What to work on:
For this listing, the lines between the one holding "the curved path" and the one holding "of the handrail", inclusive, must be set down exactly.

Exercise input:
▼
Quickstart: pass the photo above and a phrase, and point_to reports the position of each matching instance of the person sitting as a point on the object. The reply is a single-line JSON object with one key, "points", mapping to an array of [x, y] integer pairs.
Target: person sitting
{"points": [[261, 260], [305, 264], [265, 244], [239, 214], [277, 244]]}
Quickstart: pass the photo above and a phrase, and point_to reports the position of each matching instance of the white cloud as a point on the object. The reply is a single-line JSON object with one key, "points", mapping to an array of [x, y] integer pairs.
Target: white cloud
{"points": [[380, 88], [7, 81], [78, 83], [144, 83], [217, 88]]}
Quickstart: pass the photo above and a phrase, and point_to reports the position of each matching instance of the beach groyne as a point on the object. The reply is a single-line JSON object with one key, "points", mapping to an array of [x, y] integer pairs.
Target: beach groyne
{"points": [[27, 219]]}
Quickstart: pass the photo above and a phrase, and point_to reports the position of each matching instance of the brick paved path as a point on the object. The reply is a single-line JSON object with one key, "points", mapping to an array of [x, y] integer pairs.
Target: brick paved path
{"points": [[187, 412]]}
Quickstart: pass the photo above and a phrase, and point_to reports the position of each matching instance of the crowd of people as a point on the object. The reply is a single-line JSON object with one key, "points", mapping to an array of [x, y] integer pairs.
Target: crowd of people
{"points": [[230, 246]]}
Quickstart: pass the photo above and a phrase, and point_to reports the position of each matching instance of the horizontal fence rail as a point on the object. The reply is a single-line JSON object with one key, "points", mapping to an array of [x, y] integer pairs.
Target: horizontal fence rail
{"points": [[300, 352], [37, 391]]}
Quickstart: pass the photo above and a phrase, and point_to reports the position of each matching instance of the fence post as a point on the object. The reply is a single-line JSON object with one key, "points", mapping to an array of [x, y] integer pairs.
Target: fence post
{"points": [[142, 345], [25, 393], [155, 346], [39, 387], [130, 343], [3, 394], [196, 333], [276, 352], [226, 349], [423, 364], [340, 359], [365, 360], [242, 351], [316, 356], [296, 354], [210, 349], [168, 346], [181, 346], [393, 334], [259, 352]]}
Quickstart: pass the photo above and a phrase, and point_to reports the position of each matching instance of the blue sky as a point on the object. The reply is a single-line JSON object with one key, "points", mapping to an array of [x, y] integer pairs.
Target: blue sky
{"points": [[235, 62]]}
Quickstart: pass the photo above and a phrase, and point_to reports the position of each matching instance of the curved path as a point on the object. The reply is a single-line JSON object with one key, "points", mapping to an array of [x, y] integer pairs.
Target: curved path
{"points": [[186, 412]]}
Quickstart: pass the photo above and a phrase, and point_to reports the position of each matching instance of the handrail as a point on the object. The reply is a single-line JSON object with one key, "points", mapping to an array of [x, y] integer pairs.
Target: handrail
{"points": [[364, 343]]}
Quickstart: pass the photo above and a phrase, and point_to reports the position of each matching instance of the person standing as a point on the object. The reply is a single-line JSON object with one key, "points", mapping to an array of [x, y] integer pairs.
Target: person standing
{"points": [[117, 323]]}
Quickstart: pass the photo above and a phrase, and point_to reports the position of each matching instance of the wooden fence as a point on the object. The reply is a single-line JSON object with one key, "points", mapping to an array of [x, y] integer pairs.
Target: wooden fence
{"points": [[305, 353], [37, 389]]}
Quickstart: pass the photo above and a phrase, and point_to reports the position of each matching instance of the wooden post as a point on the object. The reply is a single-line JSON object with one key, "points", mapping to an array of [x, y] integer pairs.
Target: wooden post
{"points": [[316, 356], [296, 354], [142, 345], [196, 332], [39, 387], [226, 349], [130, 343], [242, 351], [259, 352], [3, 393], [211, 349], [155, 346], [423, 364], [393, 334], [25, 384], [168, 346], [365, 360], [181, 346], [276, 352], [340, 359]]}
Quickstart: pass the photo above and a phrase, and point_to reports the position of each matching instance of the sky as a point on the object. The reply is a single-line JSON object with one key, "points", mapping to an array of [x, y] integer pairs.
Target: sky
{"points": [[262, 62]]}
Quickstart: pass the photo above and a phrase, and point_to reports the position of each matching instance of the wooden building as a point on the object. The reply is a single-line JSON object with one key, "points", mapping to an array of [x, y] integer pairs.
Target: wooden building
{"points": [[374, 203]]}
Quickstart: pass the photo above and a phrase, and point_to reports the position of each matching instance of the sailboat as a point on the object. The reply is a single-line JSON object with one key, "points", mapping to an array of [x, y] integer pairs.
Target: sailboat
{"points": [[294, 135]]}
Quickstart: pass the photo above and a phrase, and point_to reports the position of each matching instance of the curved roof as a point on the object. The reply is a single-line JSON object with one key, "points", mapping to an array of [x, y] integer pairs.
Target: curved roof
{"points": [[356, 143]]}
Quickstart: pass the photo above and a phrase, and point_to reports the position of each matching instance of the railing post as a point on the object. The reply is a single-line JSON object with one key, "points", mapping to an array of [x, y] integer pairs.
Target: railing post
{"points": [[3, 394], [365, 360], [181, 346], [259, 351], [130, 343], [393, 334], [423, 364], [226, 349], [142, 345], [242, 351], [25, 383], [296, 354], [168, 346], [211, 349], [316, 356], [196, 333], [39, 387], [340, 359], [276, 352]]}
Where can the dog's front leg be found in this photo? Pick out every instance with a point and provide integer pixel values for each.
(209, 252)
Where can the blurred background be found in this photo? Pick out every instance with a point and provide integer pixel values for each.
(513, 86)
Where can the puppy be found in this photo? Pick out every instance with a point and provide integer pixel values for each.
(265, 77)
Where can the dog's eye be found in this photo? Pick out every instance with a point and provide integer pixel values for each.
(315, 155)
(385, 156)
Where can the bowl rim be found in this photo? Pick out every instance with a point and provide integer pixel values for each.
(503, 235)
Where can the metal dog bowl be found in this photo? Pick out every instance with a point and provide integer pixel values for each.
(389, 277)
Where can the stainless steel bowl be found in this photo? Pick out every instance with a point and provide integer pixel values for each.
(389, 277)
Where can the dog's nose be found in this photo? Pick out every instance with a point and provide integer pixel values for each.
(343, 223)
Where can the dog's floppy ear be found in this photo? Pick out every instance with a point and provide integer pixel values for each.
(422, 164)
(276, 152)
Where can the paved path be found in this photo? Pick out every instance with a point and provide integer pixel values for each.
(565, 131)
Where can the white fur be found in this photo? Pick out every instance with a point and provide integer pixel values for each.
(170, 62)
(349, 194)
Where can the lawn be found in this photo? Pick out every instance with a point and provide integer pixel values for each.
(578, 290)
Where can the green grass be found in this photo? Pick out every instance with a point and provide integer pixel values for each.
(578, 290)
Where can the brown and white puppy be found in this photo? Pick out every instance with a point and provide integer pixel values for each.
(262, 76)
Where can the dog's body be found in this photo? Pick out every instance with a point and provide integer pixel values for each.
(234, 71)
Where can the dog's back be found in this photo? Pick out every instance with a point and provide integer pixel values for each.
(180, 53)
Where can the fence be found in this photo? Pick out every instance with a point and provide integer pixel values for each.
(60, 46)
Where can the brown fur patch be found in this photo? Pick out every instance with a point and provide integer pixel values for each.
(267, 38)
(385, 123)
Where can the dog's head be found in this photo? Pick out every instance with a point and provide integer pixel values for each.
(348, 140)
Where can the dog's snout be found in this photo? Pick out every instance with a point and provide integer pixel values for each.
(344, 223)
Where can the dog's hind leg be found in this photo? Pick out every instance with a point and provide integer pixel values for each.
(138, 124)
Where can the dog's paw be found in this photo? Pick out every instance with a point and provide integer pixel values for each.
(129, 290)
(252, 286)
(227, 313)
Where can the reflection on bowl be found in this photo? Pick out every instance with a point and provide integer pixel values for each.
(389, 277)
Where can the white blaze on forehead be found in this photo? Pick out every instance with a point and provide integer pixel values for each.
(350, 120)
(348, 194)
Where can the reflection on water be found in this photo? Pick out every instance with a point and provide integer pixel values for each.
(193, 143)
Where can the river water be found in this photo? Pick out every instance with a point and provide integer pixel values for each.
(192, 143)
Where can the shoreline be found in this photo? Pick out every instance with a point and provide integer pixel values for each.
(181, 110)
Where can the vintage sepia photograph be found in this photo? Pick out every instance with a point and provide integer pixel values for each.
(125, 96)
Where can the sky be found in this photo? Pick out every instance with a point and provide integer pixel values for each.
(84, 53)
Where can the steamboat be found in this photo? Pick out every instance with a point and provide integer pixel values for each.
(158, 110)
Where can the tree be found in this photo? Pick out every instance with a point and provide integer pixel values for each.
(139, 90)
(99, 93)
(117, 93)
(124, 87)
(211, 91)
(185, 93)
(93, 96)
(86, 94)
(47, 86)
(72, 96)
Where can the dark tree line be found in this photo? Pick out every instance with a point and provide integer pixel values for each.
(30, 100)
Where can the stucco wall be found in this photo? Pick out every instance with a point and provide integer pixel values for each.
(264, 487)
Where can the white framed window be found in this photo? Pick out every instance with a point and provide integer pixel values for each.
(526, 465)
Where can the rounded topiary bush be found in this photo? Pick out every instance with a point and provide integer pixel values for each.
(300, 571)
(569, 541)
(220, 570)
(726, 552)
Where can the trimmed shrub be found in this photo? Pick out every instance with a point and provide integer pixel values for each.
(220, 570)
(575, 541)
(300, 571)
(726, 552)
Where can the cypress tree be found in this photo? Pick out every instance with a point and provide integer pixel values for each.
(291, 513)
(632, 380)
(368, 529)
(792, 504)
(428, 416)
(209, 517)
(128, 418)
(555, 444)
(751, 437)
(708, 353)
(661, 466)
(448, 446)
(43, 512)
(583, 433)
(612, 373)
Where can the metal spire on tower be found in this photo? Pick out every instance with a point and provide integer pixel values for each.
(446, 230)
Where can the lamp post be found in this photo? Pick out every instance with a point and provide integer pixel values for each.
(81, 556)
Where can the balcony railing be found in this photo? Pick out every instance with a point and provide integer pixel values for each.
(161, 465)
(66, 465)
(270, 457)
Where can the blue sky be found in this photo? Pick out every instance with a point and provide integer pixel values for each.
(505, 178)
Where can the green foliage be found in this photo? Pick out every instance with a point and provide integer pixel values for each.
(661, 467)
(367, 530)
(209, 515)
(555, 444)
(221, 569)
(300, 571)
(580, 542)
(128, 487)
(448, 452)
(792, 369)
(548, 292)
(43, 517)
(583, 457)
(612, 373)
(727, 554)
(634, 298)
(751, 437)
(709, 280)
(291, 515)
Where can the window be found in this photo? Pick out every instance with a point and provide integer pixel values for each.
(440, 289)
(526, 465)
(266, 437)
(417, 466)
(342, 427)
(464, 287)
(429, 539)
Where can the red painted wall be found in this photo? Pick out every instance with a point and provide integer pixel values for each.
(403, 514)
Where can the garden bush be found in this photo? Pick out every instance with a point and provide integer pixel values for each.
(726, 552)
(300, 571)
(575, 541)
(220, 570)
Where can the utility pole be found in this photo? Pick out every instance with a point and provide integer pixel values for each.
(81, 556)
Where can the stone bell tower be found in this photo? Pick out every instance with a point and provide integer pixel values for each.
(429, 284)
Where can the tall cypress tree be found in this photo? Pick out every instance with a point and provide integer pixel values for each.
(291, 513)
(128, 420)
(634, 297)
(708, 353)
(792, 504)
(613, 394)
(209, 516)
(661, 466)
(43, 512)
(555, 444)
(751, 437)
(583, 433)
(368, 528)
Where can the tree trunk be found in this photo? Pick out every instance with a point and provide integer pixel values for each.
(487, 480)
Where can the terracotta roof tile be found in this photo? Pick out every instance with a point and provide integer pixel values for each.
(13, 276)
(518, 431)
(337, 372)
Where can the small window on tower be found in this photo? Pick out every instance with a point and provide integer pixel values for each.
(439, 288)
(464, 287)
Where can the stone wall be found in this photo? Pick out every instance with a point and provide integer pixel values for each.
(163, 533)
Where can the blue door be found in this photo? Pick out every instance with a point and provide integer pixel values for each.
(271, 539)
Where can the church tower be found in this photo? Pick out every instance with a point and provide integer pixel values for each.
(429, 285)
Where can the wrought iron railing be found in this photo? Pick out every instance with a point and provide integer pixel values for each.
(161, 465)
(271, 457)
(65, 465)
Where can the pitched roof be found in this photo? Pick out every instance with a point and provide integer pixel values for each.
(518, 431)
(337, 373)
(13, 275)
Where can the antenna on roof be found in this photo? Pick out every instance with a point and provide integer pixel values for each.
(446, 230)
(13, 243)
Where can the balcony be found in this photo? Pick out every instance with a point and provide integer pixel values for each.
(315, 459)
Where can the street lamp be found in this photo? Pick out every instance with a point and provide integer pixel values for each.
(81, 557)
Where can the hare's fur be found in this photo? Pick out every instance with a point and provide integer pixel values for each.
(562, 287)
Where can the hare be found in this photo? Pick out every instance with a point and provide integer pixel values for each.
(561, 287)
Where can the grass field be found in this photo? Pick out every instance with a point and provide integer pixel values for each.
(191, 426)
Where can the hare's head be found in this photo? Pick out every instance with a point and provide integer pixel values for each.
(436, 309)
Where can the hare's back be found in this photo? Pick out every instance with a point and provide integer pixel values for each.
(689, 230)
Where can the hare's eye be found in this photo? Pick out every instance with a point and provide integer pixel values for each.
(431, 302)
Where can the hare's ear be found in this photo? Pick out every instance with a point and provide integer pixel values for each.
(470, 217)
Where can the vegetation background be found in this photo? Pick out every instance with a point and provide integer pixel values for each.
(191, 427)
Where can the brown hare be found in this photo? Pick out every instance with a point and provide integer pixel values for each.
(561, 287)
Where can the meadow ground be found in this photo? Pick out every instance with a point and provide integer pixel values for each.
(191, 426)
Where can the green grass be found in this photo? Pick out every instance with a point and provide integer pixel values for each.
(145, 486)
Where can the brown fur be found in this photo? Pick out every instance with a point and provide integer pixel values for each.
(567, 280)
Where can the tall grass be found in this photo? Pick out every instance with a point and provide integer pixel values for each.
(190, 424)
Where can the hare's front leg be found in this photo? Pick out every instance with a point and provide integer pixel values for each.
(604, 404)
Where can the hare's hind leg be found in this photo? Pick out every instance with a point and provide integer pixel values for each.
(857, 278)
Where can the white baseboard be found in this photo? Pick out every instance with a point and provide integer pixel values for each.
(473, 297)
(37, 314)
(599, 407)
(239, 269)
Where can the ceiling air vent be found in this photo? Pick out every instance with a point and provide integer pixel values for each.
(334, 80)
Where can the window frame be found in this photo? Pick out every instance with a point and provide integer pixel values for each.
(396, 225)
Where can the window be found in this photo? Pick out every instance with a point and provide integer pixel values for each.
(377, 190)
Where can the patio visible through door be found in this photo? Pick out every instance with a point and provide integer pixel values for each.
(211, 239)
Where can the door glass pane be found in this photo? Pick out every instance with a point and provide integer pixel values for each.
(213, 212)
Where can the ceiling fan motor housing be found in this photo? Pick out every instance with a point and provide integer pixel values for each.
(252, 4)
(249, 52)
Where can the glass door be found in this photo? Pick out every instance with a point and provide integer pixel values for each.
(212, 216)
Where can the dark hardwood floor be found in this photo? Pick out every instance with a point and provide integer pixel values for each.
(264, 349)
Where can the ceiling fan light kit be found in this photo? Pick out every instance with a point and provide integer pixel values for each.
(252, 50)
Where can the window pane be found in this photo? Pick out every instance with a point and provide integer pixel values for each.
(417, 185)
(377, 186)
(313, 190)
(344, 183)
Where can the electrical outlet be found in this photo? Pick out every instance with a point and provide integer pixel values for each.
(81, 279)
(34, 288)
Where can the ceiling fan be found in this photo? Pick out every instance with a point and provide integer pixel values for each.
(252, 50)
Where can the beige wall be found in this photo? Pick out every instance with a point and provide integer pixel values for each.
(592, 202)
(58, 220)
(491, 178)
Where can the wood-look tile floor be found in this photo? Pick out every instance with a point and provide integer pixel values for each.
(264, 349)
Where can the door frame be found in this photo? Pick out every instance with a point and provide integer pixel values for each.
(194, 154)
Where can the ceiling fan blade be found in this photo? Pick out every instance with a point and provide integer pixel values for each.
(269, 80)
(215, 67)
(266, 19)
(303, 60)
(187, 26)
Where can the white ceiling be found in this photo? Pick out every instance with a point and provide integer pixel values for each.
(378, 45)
▲
Answer:
Quickstart: pass the photo above and a phrase, and point_to reports the position of each matching instance of the curved path as a point on the object. The reply is a single-line JSON object with one key, "points", mapping to an array of [x, y] integer pairs.
Target: curved path
{"points": [[186, 412]]}
Quickstart: pass the photo above and a phrase, and point_to reports the position of each matching instance of the handrail as a point on the object. The reply is a single-line JSON object with one key, "points", mapping to an array of [x, y] integer pairs.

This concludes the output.